-- Exercise description --
Everything from the line containing "Target = shop sign" through the last line of the records below should be printed exactly, please, and nothing else.

═══ Information provided ═══

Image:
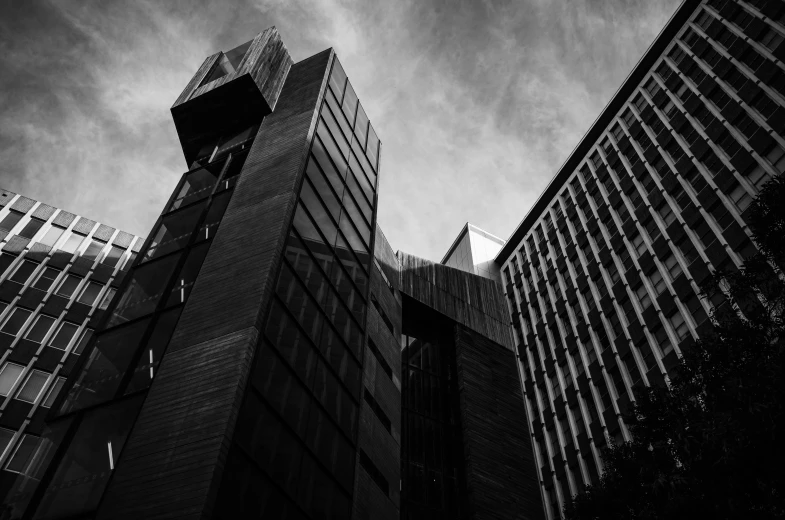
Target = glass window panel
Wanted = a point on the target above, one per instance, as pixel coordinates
(350, 103)
(51, 236)
(361, 127)
(188, 274)
(64, 335)
(5, 439)
(373, 147)
(53, 392)
(16, 320)
(23, 452)
(337, 79)
(83, 340)
(9, 375)
(290, 342)
(197, 185)
(147, 368)
(24, 271)
(145, 289)
(72, 243)
(331, 447)
(38, 331)
(366, 166)
(302, 306)
(282, 390)
(358, 219)
(214, 215)
(89, 461)
(351, 234)
(362, 180)
(11, 220)
(360, 198)
(318, 213)
(90, 293)
(101, 375)
(322, 188)
(174, 232)
(31, 228)
(107, 299)
(335, 400)
(92, 251)
(35, 382)
(113, 256)
(337, 134)
(47, 278)
(328, 150)
(335, 108)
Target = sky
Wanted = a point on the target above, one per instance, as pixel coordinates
(477, 103)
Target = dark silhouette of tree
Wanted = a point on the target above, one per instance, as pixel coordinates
(711, 445)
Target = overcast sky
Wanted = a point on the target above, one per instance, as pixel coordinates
(477, 103)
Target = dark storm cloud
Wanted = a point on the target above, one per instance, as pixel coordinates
(477, 103)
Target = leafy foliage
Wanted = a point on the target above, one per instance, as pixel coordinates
(711, 445)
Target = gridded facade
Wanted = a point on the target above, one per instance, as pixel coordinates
(58, 274)
(602, 277)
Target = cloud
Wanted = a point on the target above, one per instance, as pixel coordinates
(477, 103)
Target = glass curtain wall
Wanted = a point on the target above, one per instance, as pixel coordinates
(101, 400)
(297, 432)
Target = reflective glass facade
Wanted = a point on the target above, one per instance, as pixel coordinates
(58, 274)
(603, 276)
(68, 471)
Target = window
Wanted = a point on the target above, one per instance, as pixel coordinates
(51, 236)
(672, 266)
(24, 271)
(113, 256)
(758, 176)
(776, 157)
(41, 327)
(63, 336)
(771, 39)
(11, 220)
(638, 244)
(46, 278)
(639, 102)
(679, 326)
(107, 298)
(643, 296)
(83, 340)
(32, 387)
(740, 197)
(9, 375)
(90, 293)
(72, 243)
(661, 337)
(31, 228)
(53, 391)
(652, 87)
(16, 320)
(92, 251)
(68, 285)
(657, 281)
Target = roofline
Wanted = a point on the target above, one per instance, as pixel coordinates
(463, 231)
(627, 88)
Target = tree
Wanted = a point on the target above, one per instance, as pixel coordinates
(711, 444)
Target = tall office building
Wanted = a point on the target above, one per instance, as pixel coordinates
(603, 275)
(58, 273)
(249, 365)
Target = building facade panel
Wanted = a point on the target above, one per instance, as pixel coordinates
(603, 277)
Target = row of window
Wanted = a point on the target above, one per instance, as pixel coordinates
(656, 280)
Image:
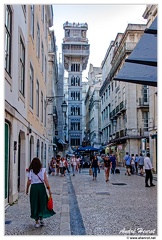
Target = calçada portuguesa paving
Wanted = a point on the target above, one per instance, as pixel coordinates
(87, 207)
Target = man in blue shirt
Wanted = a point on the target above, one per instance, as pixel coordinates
(113, 161)
(136, 163)
(127, 160)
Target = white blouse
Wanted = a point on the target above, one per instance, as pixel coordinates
(34, 178)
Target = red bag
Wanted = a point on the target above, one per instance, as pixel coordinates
(50, 204)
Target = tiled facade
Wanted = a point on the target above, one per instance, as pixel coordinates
(26, 75)
(75, 50)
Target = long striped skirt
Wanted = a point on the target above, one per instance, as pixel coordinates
(38, 202)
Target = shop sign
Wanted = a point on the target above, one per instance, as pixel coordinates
(120, 147)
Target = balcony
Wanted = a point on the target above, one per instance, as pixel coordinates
(143, 102)
(75, 39)
(81, 52)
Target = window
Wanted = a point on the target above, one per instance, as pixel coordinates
(45, 26)
(31, 86)
(38, 148)
(145, 90)
(32, 20)
(41, 107)
(45, 113)
(75, 67)
(75, 141)
(145, 116)
(38, 41)
(37, 98)
(22, 67)
(43, 13)
(45, 69)
(42, 57)
(8, 38)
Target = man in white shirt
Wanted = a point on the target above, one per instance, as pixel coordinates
(148, 171)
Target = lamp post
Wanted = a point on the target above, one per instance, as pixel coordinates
(64, 109)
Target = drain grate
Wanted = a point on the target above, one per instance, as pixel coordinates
(103, 193)
(8, 222)
(120, 184)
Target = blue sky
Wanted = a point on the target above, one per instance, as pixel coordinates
(104, 22)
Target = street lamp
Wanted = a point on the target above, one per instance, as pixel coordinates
(64, 109)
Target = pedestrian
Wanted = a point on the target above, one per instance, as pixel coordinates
(58, 164)
(94, 166)
(77, 163)
(127, 160)
(73, 165)
(107, 166)
(37, 180)
(136, 163)
(113, 163)
(132, 163)
(52, 166)
(148, 171)
(141, 163)
(62, 167)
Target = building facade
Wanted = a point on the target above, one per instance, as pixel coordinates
(75, 50)
(124, 106)
(93, 107)
(26, 30)
(150, 14)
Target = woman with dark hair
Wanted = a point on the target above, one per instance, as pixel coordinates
(95, 166)
(37, 178)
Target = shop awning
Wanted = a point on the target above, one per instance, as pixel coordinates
(141, 65)
(138, 73)
(61, 141)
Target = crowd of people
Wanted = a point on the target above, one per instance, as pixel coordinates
(60, 165)
(132, 164)
(38, 180)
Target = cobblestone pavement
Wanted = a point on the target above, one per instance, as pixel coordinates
(104, 208)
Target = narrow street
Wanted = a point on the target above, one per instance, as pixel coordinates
(87, 207)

═══

-- Task answer --
Target = shop sign
Wanted = a point on the target above, one per instance, as pixel coordinates
(120, 147)
Target = balcony
Wanted = a point on the target above, one per instance, as pixel coordinates
(143, 102)
(75, 39)
(81, 52)
Target = window
Wanted = a point on the target above, one per instance, as pixel coordinates
(45, 26)
(31, 86)
(38, 148)
(145, 90)
(32, 20)
(41, 107)
(45, 113)
(75, 67)
(75, 141)
(145, 116)
(38, 41)
(37, 98)
(22, 67)
(43, 13)
(45, 69)
(42, 57)
(8, 38)
Target = man in white shirt
Wanted = a point on the target above, one per instance, as pixel coordinates
(148, 171)
Target = lamp post
Wanted = a point on the target above, one per instance, as pixel coordinates
(64, 109)
Target = drain grate
Wanted = a point on the target above, one per instance, as pixel coordinates
(103, 193)
(8, 222)
(120, 184)
Target = blue sky
Wanted = a point on the target above, one per instance, as pixel coordinates
(104, 22)
Target = street lamp
Wanted = a point on the target above, one per instance, as pixel coordinates
(64, 109)
Target = pedestrian
Wanted = a point on the target above, one per instance, as pixel coordinates
(58, 164)
(94, 166)
(77, 163)
(127, 160)
(73, 165)
(107, 166)
(37, 180)
(136, 163)
(113, 163)
(132, 163)
(52, 166)
(148, 171)
(141, 163)
(62, 167)
Target = building facade
Wanted = a point on the target above, one per instance, as pixel coordinates
(75, 50)
(124, 106)
(93, 107)
(26, 30)
(150, 14)
Target = woman with dark hair
Wanted = a point on the target above, one per instance, as pixel coordinates
(95, 166)
(37, 178)
Target = shop awning
Wanted = a point on the target above, one per instance, as pixel coordinates
(141, 65)
(138, 73)
(61, 141)
Target = crowd of people
Wanted = a point on the target above, one per instance, as pixel coordinates
(60, 165)
(132, 164)
(38, 180)
Target = cobblestone pavement
Wanted = a point on the target above, one per instance, as pixel coordinates
(104, 208)
Target = narrow street
Wanted = a point on the target above, one per instance, as pixel coordinates
(87, 207)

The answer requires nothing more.